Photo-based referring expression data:
※
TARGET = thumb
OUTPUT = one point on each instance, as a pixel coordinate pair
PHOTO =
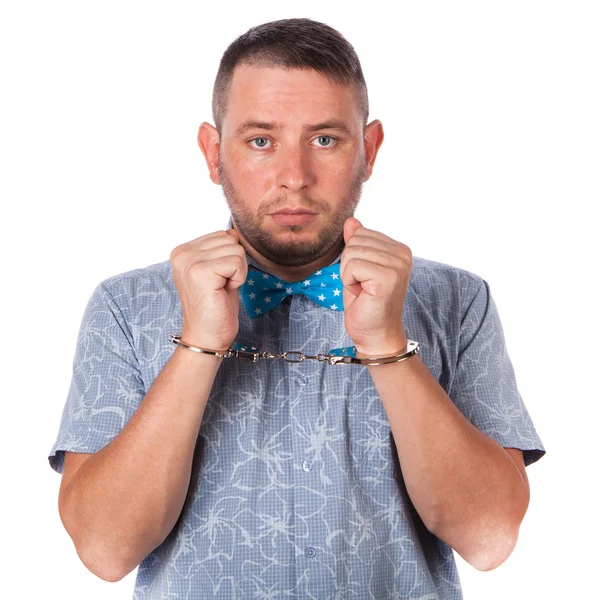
(350, 227)
(233, 233)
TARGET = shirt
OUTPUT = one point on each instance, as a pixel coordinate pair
(296, 489)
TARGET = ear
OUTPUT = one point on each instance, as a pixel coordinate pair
(208, 140)
(373, 140)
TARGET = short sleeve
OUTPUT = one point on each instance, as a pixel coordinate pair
(106, 386)
(484, 386)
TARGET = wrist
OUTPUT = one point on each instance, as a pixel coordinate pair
(388, 348)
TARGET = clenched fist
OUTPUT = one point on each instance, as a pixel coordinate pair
(207, 273)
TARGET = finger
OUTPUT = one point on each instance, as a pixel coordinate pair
(374, 279)
(375, 255)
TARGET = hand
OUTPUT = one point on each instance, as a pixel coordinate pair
(375, 271)
(207, 272)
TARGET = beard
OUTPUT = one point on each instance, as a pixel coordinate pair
(292, 252)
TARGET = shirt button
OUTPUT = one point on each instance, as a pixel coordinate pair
(307, 465)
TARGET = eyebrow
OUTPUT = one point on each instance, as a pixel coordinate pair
(330, 124)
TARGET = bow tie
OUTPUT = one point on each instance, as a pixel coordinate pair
(261, 291)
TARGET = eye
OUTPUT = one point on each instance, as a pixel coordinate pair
(261, 139)
(326, 137)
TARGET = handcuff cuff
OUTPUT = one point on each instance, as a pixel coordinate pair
(335, 356)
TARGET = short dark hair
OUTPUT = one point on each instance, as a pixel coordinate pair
(293, 44)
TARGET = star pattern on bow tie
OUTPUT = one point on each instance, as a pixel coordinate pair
(262, 292)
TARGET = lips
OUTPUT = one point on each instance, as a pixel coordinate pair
(293, 218)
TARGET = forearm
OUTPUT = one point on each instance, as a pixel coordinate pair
(126, 498)
(463, 484)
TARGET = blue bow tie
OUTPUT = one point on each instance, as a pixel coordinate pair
(261, 292)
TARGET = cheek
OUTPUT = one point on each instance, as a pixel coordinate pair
(250, 178)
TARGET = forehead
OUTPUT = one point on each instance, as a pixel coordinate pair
(293, 96)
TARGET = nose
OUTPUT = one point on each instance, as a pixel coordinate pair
(294, 169)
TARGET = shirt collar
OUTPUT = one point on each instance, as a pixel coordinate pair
(251, 262)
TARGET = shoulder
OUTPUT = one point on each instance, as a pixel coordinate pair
(437, 282)
(142, 286)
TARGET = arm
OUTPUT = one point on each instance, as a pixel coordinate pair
(123, 501)
(465, 486)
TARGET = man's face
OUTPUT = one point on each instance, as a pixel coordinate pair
(289, 166)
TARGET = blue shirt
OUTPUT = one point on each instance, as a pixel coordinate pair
(296, 489)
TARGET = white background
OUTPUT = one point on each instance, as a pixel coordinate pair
(490, 163)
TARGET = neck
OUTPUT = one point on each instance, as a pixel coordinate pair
(291, 274)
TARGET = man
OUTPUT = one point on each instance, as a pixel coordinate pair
(233, 478)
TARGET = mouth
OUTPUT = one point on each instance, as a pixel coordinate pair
(293, 217)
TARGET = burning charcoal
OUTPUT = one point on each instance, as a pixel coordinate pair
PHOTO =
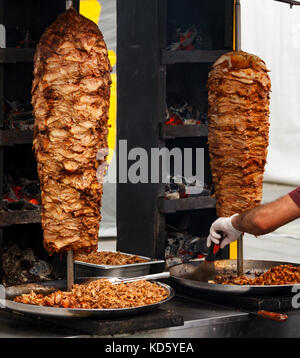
(31, 190)
(172, 191)
(20, 205)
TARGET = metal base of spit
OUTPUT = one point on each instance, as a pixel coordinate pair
(182, 317)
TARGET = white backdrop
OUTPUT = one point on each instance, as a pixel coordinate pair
(271, 30)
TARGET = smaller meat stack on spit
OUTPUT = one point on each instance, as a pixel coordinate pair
(238, 99)
(70, 97)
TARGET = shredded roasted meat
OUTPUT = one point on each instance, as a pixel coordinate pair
(100, 294)
(108, 258)
(70, 98)
(279, 275)
(238, 98)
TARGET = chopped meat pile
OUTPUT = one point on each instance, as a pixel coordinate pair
(279, 275)
(100, 294)
(70, 98)
(108, 258)
(238, 98)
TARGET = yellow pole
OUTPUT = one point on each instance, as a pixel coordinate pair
(233, 245)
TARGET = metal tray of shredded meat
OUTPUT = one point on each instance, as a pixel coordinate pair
(48, 287)
(86, 269)
(224, 267)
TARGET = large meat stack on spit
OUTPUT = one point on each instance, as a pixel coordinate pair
(238, 98)
(70, 97)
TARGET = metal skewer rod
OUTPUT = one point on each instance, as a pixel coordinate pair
(240, 254)
(70, 270)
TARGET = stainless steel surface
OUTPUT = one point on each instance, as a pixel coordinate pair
(70, 270)
(73, 312)
(178, 273)
(84, 269)
(240, 256)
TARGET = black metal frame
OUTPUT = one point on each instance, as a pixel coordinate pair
(16, 66)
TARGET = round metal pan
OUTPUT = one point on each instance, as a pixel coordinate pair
(229, 267)
(46, 288)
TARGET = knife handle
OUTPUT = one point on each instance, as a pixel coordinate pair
(275, 316)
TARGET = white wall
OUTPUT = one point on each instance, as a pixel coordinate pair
(271, 30)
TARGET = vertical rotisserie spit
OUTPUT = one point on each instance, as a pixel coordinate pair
(238, 130)
(70, 97)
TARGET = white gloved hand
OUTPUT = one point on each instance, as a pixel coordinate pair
(224, 226)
※
**Your goal**
Where does the string "blue" appear in the records above? Return every line that holds it.

**Written answer**
TARGET = blue bow tie
TARGET = blue shirt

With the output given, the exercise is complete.